> _DATA PROVIDED_
☆ ☆ ☆ ☆
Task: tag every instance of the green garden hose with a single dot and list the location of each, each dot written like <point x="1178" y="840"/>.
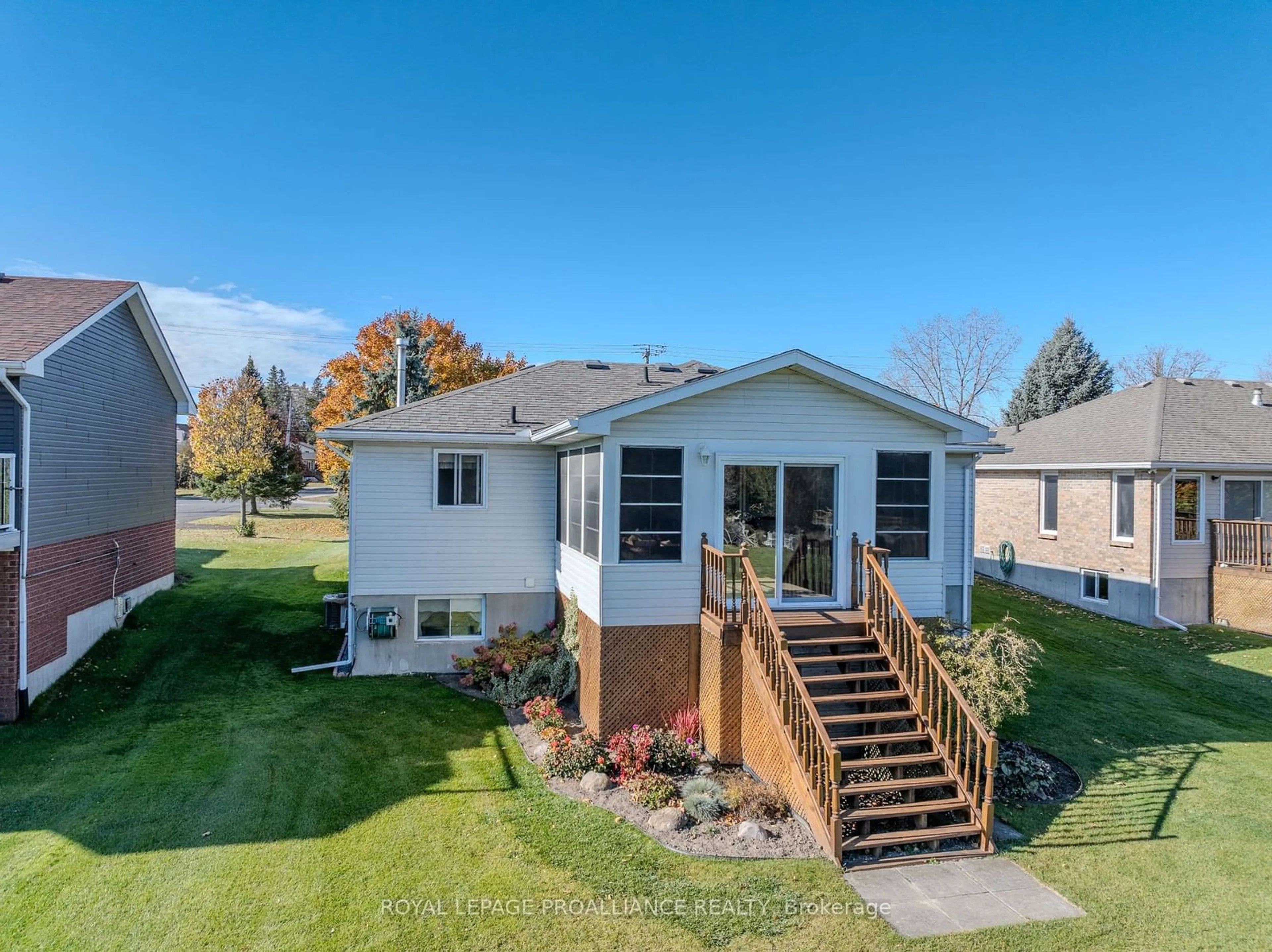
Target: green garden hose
☆ ☆ ☆ ☆
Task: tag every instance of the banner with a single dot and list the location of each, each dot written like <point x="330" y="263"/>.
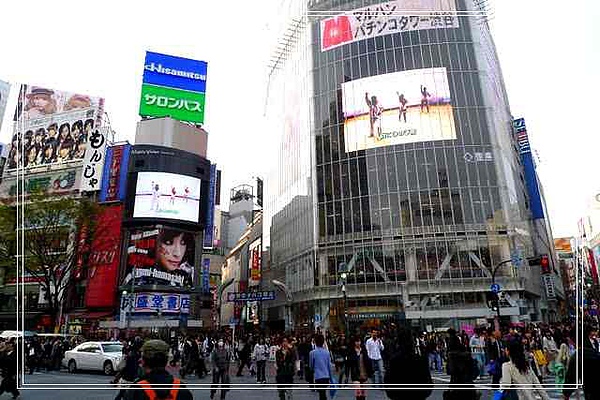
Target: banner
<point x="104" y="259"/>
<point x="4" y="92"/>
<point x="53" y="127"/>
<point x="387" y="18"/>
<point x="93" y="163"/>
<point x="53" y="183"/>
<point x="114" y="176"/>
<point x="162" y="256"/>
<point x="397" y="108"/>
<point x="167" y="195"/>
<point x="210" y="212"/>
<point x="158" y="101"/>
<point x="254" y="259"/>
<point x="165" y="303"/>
☆ ☆ ☆ ☆
> _EXERCISE BRIEF_
Could you quote everything from the line containing "Task: tag every instance of the green" down to the line containing "Target: green garden hose", both of those lines included, while leaving the pictures out?

> _EXPECTED ANSWER_
Task: tag every instance of the green garden hose with a single dot and list the location of each, each dot written like <point x="1178" y="840"/>.
Target: green garden hose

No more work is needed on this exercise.